▶ What this task involves
Every record must be copied exactly, from first line to last.

Entries taken from a collection
= = =

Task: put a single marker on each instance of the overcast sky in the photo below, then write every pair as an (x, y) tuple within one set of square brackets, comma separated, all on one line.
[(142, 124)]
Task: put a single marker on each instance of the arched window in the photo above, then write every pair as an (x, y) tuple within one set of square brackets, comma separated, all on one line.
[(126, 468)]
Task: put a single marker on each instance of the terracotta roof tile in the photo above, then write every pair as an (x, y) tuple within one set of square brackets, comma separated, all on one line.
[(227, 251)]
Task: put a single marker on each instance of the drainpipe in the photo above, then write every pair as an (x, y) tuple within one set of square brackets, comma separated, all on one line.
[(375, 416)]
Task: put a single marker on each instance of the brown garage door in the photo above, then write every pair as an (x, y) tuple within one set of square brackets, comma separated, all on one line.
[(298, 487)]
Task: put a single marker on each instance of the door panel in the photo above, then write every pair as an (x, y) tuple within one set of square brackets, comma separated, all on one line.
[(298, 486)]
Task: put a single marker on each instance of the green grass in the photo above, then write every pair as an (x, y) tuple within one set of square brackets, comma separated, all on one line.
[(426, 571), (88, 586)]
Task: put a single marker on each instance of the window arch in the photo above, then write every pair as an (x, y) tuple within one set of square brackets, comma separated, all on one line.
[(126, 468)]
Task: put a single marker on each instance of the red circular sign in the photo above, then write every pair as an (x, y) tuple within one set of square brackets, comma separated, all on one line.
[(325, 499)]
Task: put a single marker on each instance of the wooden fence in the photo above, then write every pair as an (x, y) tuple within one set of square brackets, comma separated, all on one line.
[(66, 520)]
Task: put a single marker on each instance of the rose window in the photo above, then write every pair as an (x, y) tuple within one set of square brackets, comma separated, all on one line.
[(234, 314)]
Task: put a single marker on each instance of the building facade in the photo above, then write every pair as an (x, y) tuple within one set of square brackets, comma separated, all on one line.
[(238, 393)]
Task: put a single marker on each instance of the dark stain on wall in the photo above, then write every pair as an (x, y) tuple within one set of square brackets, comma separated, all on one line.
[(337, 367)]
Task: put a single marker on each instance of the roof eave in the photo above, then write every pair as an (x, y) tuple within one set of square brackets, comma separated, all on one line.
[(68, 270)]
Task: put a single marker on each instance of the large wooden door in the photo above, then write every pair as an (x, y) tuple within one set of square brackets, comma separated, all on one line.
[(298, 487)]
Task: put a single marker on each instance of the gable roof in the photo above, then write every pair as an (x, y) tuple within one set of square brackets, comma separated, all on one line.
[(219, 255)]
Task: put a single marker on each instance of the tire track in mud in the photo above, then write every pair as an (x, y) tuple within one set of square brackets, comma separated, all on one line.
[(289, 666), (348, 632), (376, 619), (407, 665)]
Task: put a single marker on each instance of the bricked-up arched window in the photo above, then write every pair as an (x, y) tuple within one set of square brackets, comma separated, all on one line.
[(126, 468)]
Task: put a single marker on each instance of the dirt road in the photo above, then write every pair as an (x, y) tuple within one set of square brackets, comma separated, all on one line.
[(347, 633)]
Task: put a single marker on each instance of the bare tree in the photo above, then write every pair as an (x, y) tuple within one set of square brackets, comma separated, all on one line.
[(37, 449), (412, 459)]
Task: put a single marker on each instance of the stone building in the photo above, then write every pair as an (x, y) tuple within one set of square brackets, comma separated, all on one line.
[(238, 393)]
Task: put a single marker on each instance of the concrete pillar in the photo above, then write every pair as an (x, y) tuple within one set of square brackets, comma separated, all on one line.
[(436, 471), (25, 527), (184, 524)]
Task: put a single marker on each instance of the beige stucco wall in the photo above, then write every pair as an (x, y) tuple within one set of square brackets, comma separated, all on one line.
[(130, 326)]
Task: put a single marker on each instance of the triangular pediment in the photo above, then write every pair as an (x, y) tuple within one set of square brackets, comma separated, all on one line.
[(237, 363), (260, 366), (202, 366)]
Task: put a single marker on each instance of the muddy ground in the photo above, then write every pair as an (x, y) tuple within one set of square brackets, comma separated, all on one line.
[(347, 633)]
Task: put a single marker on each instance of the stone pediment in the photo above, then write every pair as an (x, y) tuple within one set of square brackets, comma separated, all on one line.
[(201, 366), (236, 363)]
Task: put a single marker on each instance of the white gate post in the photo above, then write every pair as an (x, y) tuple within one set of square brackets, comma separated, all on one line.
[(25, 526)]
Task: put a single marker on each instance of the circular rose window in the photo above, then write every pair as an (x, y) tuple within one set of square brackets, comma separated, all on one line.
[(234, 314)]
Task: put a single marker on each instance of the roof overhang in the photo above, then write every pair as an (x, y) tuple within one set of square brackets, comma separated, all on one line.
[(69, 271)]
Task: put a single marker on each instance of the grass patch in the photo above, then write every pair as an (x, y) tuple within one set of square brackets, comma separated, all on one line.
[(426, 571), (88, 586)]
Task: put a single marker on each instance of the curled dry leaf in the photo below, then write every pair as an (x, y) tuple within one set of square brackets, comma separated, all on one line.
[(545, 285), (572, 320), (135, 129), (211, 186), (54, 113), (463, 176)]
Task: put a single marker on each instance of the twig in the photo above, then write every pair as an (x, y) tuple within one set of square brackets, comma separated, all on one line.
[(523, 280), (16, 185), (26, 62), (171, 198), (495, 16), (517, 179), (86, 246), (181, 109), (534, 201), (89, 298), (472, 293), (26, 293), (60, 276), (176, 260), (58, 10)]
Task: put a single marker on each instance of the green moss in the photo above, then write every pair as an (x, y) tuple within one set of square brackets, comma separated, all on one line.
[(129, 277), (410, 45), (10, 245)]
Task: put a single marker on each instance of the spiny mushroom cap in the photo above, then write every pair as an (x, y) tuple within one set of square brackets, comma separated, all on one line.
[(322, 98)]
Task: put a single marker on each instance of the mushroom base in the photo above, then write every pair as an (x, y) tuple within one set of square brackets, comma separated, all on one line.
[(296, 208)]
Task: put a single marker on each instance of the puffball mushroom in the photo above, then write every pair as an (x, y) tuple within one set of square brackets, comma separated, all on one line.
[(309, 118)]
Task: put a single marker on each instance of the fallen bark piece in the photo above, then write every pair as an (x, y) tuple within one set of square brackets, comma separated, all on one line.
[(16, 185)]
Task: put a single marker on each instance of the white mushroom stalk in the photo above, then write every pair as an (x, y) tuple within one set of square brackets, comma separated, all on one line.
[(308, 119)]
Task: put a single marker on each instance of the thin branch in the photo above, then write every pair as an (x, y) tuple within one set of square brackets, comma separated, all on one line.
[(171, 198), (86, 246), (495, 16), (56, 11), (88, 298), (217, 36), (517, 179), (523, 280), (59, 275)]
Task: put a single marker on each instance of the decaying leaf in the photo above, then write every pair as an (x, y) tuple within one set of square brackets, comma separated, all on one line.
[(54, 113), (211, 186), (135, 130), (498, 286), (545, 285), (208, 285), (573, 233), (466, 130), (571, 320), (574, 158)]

= = =

▶ Written solution
Task: put a single marker on each instance of the overcast sky in the photo below, then write every pair as an (x, y) tuple within one set of square brackets, comma separated, all on one line.
[(142, 124)]
Task: put a single marker on each instance of the arched window in the photo above, then write every pair as an (x, y) tuple within one set of square brackets, comma separated, all on one line.
[(126, 468)]
Task: put a single marker on each instance of the terracotta roof tile in the photo above, then write every pair as an (x, y) tuple within one set of square brackets, comma separated, all on one line.
[(227, 251)]
Task: put a single marker on each instance of the drainpipe in the photo above, then write every pair as an (x, y) tuple within one set of square brackets, comma separated, all on one line.
[(375, 416)]
Task: put a single marker on each instance of the brown garage door in the photo above, then write every pair as an (x, y) tuple within one set of square brackets, comma separated, all on one line.
[(298, 487)]
Task: put a single marker on each instance of the door panel in the photo above, then write every pair as an (x, y) tuple within one set of square brackets, comma separated, all on one line.
[(298, 486)]
Task: put a single marker on each instance of the green grass in the photo above, then write every pair as an (x, y) tuple within one set of square brackets, comma separated, all on one line.
[(426, 571), (88, 586)]
Task: put a single marker on each instance of the window arch in the photo above, then write every pair as an (x, y) tuple within one set of square brackets, comma separated, all on one line.
[(126, 468)]
Task: put a single marker on each instance of the red circular sign in the photo above, then write every pair as an (x, y) tuple within one set of square brackets, comma separated, all on one line.
[(325, 499)]
Task: put a single marker on each instance of the wooden fence in the photo above, then write every pair as an (x, y) tuple within one set of square brackets, comma separated, all on one line.
[(66, 520)]
Task: put a single marker on each instance of the rose window in the photo above, then write every pair as an (x, y) tuple within one set of square brackets, comma separated, all on one line.
[(234, 314)]
Task: put a single marker on each instance of the building facade in the photo above, then write every pair as an (x, y) tuple within one set of square brackets, comma separated, all on one line.
[(238, 393)]
Task: put a single marker on each instance of the dark stain on wall in the photo above, then write every pair as an (x, y) tuple within one set of square brackets, comma separated, all on one line.
[(337, 367)]
Task: put a single marker on each instance of the roof eave in the photo above, then write every pair as an (x, y) tuple within one set of square brackets, comma separated, all on one line.
[(68, 270)]
Task: put a single marker on each instance of the large wooden door in the photo above, then write every pair as an (x, y) tuple within one set of square brackets, comma separated, all on one line.
[(298, 487)]
Task: put a single marker on each instance of the gable roof in the photo above, then write every pair as an (x, y) tuple within one set of square brackets, comma separated, all on one line.
[(219, 255)]
Task: put a single marker on each instance of the tire track in mud in the photo above, then write every pair as an (x, y) tuple within one set of square brackets, comma separated, all on one line.
[(289, 666), (348, 632), (376, 619), (407, 665)]
Task: put a single marker on each instance of the bricked-up arched window in the photo above, then write every pair as an (x, y) tuple within one set of square brackets, comma separated, all on one line.
[(126, 468)]
Task: put a single marker on each instance of the dirt road in the photo above, then write every pair as an (x, y) tuple within one set of square brackets, comma separated, all on one line.
[(347, 633)]
Task: put a single marker on each instance of the bare tree in the photo above, then write every pair as an (x, y) tuple within one set of square brackets, comma separated, all on one line.
[(37, 449), (412, 459)]
Task: put a single marker on each instance of the stone building in the photo above, then write every pair as an (x, y) tuple within one set of square brackets, comma separated, all on one line.
[(238, 393)]
Task: put a single marker on each instance of the concrete pillar in the photo above, then write every pair as an (x, y) tuple within one set of square brackets, comma separated, all on one line.
[(436, 471), (25, 527), (184, 524)]
Task: put a single marker on each instance of the beige stucco wall in the photo above, then write every pair as an (x, y) tuple within one set of square brackets, comma separated, all on one line.
[(130, 326)]
Task: put a single marker on each instance of the triangular pediment in the photo above, then write every pair as an (x, y) tuple within one set of square brackets, comma separated, all on one line.
[(237, 363), (260, 366), (202, 366)]
Task: put a single marker on each instance of the muddy ground in the photo above, then write every pair as an (x, y) tuple within one set of square brackets, comma separated, all on one line.
[(347, 633)]
Task: put a single marker on each instance of the stone pediment in the photo above, then write every pair as an (x, y) tuple within one set of square brackets, comma separated, all on one line.
[(201, 366), (236, 363)]
Task: put a single marker on each instance of the white gate post in the photo above, then write every pair as an (x, y) tuple within one set of square brackets, comma separated, all on one line.
[(25, 526)]
Task: put a single marker on each instance of the circular rose window in the photo above, then write every pair as an (x, y) tuple within one set of square brackets, comma separated, all on one line.
[(234, 314)]
Task: put a single marker on each instance of the roof overhang in the photo above, then write every pair as an (x, y) tuple within one set of square brackets, comma separated, all on one line.
[(69, 271)]
Task: put a single marker on each instance of the grass patch in the photo above, then write every pair as an (x, y) tuple within one set of square brackets, comma separated, all on one line.
[(426, 571), (88, 586)]
Task: put a single marker on each instance of the curled dry leaf in the photo below, then write every pair as an (x, y) tuple within one set of square brackets, comma separated, all on one line.
[(545, 285), (572, 320), (135, 129), (211, 186), (54, 113), (463, 176)]
Task: put a single marker on each instance of the twig in the photo above, then write every pair as an (x, y) tuple within one set of square brackets, comma separated, all on one line.
[(523, 280), (16, 185), (26, 62), (171, 198), (495, 16), (517, 179), (86, 246), (181, 109), (534, 201), (89, 298), (472, 293), (26, 293), (60, 276), (176, 260), (58, 10)]
Task: put a single marker on each instance of the green moss in the photo above, then write every pair as an (x, y) tuple within one set of square brackets, comma separated, all on one line.
[(129, 277), (410, 45), (10, 245)]
Task: put a single marker on each instance of the spiny mushroom cap in the photo above, then write every pair as an (x, y) tuple within one set of square brackets, comma separated, all on one line.
[(322, 98)]
Task: put a single marker on each instance of the mushroom base in the photo above, then write every pair as an (x, y) tuple within one set of square brackets, comma separated, all on one line.
[(296, 208)]
Task: put a single marker on each instance of the puffball mushroom in the photo above, then write every pair as an (x, y) tuple within one set of square brackets, comma separated, all on one line.
[(309, 118)]
Task: put a single marker on each instance of the fallen bark piece in the photo above, then write every pair as an (x, y) tuple within one set of square brackets, comma separated, all on one line.
[(16, 185)]
Task: put a single marker on each instance of the white mushroom stalk in the photo above, then write every pair as an (x, y) tuple within one set of square brackets, comma separated, all on one line.
[(308, 119)]
Task: put a single marker on each instance of the thin branch in the photo above, then write every pair as an (x, y) tuple within one set of square brackets, comma separated, all on one line.
[(171, 198), (86, 246), (495, 16), (56, 11), (88, 298), (217, 36), (517, 179), (523, 280), (59, 275)]
Task: put a single marker on each instance of the decaying leaf in the photo above, then write every pair as an (x, y) tuple within one set of square brackets, comma separated, all on one line.
[(54, 113), (211, 186), (135, 130), (498, 286), (545, 285), (208, 285), (573, 233), (466, 130), (571, 320), (574, 158)]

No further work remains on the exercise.